Matching Procedure

Comparing days with Wind Blowing from the North-East to Other Directions. Adjusting for calendar indicators and other weather variables.

Léo Zabrocki https://lzabrocki.github.io/ (Paris School of Economics)https://www.parisschoolofeconomics.eu/fr/zabrocki-leo/ , Anna Alari https://scholar.google.com/citations?user=MiFY320AAAAJ&hl=fr (ISGlobal)https://www.isglobal.org/ , Tarik Benmarhnia https://profiles.ucsd.edu/tarik.benmarhnia (UCSD & Scripps Institute)https://benmarhniaresearch.ucsd.edu/
2022-04-12

In this document, we provide all steps required to reproduce our matching procedure. We compare days where:

We adjust for calendar indicators and weather confouding factors.

Should you have any questions, need help to reproduce the analysis or find coding errors, please do not hesitate to contact me at

Required Packages

To reproduce exactly the script_matching_procedure.html document, we first need to have installed:

Once everything is set up, we have to load the following packages:

# load required packages
library(knitr) # for creating the R Markdown document
library(here) # for files paths organization
library(tidyverse) # for data manipulation and visualization
library(Rcpp) # for running the matching algorithm
library(optmatch) # for matching pairs
library(igraph) # for pair matching via bipartite maximal weighted matching

We load our custom ggplot2 theme for graphs:

# load ggplot custom theme
source(here::here(
  "inputs", "2.functions",
  "script_theme_tufte.R"
))
# define nice colors
my_blue <- "#0081a7"
my_orange <- "#fb8500"

We also have to load the script_time_series_matching_function.R located in the 0.script_matching_algorithm folder and which provides the functions used for matching time series:

# load matching functions
source(
  here::here(
    "inputs", "2.functions",
    "script_time_series_matching_function.R"
  )
)

Preparing the Data for Matching

Selecting and Creating Relevant Variables

First, we load the data:

# load data
data <-
  readRDS(here::here("inputs", "1.data", "4.data_for_analysis", "data_for_analysis.RDS")) %>%
  # drop wind direction variable as we use instead wind direction categories
  select(-wind_direction)

———

-- Challenge 1 --
Name every R package that the matching procedure page loads with library().

———

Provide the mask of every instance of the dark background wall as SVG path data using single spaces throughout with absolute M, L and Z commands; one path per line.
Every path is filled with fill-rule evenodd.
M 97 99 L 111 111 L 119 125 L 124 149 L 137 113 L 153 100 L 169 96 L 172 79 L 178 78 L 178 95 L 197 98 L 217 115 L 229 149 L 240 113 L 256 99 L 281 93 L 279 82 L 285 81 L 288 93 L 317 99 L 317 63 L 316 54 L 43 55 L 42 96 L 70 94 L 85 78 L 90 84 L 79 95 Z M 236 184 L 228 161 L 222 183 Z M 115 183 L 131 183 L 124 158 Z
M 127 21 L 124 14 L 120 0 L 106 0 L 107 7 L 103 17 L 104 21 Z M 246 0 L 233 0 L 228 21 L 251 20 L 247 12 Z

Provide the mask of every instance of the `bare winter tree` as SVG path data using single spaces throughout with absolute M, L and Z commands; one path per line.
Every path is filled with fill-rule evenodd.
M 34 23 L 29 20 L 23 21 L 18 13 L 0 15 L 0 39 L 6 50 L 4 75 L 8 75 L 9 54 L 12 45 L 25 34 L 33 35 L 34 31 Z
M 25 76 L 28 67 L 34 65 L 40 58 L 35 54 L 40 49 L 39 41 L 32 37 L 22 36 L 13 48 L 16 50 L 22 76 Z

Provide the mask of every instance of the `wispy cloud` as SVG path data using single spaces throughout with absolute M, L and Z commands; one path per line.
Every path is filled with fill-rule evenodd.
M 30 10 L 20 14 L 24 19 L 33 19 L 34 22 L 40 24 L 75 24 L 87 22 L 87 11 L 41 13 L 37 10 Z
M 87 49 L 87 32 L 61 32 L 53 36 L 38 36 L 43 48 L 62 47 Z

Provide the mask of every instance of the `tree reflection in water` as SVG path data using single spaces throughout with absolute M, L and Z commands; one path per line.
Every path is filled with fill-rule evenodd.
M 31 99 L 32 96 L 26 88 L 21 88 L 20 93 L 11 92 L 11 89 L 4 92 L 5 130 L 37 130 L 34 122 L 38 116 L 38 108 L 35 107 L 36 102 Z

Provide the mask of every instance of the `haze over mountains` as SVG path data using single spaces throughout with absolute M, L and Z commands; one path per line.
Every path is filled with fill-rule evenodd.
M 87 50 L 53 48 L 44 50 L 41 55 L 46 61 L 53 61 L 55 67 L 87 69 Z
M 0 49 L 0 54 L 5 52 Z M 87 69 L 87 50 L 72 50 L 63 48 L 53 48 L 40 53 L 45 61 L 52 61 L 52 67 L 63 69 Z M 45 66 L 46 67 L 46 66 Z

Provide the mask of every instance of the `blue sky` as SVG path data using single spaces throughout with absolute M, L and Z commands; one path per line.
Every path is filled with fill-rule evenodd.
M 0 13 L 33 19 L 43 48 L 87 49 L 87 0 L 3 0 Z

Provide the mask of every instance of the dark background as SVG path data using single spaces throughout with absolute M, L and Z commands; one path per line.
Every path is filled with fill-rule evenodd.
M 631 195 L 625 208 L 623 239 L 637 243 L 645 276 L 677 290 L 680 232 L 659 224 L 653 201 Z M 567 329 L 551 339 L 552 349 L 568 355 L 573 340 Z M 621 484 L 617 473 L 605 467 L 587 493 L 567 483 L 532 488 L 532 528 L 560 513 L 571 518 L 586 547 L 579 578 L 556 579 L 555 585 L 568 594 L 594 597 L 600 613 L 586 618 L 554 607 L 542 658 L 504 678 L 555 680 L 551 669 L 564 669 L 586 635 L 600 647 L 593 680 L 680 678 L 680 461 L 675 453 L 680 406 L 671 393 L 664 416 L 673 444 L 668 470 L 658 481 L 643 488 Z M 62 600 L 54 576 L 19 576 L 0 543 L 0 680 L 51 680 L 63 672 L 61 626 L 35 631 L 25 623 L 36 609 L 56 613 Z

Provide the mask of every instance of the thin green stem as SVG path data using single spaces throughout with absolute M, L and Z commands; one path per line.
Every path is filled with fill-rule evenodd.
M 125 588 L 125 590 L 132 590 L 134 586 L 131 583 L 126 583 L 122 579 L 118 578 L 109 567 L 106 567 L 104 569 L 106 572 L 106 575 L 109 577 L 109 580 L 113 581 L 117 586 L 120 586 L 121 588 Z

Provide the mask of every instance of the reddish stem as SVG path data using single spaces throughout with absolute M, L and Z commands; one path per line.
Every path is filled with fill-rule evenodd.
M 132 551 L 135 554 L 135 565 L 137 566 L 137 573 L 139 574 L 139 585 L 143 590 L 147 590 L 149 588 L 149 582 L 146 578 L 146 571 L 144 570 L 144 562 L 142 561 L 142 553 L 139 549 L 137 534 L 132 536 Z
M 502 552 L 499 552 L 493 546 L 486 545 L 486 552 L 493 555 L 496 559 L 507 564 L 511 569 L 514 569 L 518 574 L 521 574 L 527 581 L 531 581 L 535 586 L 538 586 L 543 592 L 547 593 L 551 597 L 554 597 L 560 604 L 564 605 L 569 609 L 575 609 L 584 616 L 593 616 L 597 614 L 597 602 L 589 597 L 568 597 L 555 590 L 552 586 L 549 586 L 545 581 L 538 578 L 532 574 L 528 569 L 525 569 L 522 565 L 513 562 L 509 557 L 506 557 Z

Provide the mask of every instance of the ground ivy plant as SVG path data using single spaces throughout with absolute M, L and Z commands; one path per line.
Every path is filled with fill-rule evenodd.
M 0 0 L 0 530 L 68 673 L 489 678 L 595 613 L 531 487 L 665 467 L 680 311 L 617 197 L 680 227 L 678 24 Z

———

-- Challenge 2 --
In the rows, copy out word for word the part that opens with the line containing "Provide the mask of every instance of the thin" and closes with the line containing "M 125 588 L", including both of those lines.

-- Answer 1 --
knitr, here, tidyverse, Rcpp, optmatch, igraph

-- Answer 2 --
Provide the mask of every instance of the thin green stem as SVG path data using single spaces throughout with absolute M, L and Z commands; one path per line.
Every path is filled with fill-rule evenodd.
M 125 588 L 125 590 L 132 590 L 134 586 L 131 583 L 126 583 L 122 579 L 118 578 L 109 567 L 106 567 L 104 569 L 106 572 L 106 575 L 109 577 L 109 580 L 113 581 L 117 586 L 120 586 L 121 588 Z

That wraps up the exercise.